Locate, in the data below, the line that contains "Target: grassy embankment" and the line that contains "# place one dot on each instance of the wooden dock"; reproduce exactly those two lines and every line between them, nothing more.

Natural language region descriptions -
↓↓↓

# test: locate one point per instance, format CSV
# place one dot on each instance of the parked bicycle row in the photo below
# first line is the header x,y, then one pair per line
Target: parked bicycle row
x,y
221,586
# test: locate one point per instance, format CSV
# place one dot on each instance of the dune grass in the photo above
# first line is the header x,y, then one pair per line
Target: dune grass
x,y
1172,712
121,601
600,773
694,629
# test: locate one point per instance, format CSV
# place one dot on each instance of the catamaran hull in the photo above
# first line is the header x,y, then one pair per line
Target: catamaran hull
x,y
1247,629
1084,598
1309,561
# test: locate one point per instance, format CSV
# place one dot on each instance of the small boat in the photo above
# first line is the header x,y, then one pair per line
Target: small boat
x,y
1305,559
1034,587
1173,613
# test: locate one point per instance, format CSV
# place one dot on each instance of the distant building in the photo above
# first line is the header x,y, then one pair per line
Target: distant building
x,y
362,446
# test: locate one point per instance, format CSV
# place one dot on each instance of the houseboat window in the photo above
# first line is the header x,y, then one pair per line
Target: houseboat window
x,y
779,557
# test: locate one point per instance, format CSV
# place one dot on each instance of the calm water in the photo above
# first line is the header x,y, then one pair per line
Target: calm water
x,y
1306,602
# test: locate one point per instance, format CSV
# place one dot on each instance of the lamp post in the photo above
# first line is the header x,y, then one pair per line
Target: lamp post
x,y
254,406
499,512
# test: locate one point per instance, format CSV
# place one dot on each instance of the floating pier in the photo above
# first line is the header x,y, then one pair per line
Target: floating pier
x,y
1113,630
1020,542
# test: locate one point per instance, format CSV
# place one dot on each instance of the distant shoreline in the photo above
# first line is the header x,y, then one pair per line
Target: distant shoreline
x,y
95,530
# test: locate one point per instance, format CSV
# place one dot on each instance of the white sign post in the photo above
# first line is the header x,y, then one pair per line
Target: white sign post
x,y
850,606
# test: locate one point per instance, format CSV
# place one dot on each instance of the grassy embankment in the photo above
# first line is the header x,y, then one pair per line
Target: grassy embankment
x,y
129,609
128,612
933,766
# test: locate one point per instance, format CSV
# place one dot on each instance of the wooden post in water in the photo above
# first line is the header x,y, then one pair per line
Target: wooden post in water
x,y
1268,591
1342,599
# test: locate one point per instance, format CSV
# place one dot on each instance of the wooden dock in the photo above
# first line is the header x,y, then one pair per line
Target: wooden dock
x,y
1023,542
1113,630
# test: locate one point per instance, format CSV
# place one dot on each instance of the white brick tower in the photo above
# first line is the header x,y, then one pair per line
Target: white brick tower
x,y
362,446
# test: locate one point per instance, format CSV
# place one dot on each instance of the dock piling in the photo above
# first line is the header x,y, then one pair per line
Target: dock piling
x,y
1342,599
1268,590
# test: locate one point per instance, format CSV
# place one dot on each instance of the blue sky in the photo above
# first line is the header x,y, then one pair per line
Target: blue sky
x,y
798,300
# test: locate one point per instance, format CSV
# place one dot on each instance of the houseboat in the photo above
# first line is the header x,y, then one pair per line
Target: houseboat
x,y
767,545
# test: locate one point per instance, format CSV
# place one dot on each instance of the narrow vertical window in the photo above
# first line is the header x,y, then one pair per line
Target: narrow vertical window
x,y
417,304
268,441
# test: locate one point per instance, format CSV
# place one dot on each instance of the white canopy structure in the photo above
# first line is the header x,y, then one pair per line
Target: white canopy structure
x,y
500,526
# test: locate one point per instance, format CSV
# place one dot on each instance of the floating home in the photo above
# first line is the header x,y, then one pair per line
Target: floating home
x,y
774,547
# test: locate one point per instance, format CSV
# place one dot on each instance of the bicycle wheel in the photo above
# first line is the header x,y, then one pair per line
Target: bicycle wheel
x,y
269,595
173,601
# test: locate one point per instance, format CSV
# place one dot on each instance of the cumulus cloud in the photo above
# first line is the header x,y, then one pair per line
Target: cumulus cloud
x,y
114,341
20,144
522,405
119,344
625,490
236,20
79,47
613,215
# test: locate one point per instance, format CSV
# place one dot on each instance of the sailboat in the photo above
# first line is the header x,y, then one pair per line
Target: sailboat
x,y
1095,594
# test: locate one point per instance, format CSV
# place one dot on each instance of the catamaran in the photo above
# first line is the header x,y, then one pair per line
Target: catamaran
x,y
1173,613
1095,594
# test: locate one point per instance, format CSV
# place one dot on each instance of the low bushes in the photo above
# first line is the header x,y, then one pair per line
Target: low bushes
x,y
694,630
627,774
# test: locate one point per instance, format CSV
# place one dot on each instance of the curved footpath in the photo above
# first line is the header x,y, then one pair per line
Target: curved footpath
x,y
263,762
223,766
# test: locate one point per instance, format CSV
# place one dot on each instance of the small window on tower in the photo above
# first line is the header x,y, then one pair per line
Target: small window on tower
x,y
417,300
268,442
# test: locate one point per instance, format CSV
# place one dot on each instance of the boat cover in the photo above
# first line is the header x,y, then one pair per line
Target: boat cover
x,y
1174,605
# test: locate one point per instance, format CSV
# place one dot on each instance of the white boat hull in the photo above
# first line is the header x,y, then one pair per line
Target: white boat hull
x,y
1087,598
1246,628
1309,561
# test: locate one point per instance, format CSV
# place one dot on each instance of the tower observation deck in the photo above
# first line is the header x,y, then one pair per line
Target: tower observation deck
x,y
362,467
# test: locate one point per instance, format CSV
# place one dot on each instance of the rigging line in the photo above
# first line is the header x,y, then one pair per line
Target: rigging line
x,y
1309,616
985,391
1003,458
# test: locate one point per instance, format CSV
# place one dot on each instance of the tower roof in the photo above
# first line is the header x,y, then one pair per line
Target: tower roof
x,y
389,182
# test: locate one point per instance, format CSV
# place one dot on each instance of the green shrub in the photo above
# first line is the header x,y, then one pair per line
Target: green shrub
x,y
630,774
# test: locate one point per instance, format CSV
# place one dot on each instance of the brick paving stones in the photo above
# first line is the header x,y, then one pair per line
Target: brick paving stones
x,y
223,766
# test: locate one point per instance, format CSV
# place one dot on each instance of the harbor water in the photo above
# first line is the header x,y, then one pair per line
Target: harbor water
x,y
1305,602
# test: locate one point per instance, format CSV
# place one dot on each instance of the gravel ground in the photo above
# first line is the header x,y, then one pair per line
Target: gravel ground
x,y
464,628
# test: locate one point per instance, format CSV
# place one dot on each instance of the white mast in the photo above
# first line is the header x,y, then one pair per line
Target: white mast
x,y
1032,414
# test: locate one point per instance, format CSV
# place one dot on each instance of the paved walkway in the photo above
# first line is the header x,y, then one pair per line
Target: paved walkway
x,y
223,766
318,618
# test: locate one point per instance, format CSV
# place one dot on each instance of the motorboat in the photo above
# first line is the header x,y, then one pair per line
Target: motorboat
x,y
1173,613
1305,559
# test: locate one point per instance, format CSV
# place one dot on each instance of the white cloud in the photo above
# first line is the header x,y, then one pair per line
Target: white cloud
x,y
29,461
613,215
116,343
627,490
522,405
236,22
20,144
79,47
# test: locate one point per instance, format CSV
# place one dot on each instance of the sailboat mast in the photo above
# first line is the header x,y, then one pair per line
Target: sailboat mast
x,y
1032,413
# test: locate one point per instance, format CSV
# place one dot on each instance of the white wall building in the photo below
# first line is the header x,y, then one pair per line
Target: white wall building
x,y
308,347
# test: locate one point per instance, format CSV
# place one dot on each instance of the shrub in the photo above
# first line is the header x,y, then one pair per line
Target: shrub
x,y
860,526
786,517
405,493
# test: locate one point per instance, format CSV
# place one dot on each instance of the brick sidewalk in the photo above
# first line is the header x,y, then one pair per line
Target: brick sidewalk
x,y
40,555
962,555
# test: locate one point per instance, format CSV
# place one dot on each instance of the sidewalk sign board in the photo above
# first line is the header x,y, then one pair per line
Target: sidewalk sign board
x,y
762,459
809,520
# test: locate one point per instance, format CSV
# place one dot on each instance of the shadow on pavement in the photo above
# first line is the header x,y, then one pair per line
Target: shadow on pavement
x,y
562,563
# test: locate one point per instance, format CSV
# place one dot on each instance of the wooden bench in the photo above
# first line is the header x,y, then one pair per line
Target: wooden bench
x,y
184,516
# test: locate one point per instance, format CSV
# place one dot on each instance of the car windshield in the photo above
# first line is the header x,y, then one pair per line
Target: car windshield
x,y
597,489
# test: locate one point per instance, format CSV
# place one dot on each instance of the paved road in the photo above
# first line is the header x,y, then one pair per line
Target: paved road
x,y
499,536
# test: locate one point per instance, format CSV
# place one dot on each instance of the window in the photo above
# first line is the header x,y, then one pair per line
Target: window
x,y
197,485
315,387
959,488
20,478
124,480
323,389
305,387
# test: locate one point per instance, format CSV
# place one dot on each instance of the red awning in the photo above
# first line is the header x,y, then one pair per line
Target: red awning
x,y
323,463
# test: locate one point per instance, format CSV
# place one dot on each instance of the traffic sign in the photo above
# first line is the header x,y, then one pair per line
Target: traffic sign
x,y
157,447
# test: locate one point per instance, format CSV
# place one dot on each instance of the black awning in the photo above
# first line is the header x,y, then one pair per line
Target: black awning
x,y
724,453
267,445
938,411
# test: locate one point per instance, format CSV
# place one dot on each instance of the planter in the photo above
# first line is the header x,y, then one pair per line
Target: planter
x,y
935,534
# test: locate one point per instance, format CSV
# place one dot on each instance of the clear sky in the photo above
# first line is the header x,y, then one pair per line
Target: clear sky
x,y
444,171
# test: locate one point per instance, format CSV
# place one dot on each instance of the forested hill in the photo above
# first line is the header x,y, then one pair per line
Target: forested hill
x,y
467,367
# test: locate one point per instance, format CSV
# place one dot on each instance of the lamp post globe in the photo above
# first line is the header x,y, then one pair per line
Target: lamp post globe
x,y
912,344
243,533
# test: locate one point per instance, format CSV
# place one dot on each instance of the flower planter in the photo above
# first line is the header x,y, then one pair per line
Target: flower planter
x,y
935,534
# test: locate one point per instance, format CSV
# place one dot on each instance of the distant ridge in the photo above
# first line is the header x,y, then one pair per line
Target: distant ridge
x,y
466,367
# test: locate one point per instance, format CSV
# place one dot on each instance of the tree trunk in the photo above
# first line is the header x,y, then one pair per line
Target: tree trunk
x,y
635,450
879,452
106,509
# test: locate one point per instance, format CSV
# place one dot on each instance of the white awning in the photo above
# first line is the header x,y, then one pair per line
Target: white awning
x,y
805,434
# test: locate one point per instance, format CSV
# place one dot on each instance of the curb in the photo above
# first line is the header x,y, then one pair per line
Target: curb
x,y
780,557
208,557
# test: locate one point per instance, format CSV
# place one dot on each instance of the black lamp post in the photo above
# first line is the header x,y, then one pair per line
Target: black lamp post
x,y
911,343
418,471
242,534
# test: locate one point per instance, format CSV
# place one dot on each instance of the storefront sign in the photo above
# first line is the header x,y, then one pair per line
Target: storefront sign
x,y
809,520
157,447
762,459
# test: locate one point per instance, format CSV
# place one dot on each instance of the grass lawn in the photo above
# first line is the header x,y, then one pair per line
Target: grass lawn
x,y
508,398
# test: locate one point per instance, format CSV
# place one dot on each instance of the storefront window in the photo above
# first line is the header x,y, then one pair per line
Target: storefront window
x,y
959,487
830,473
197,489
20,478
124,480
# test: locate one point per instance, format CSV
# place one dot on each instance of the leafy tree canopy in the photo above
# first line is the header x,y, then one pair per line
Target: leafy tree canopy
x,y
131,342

↑↑↑

YOUR RESPONSE -
Target: grassy embankment
x,y
129,609
128,612
933,766
# test: locate one point per instance, format CSV
# place one dot on each instance of the wooden post in water in the photo above
# first line is the header x,y, then one pair per line
Target: wooden post in water
x,y
1268,591
1342,599
# test: locate one point per instance, format CSV
# place one dot on each instance of the wooden dock in the photo above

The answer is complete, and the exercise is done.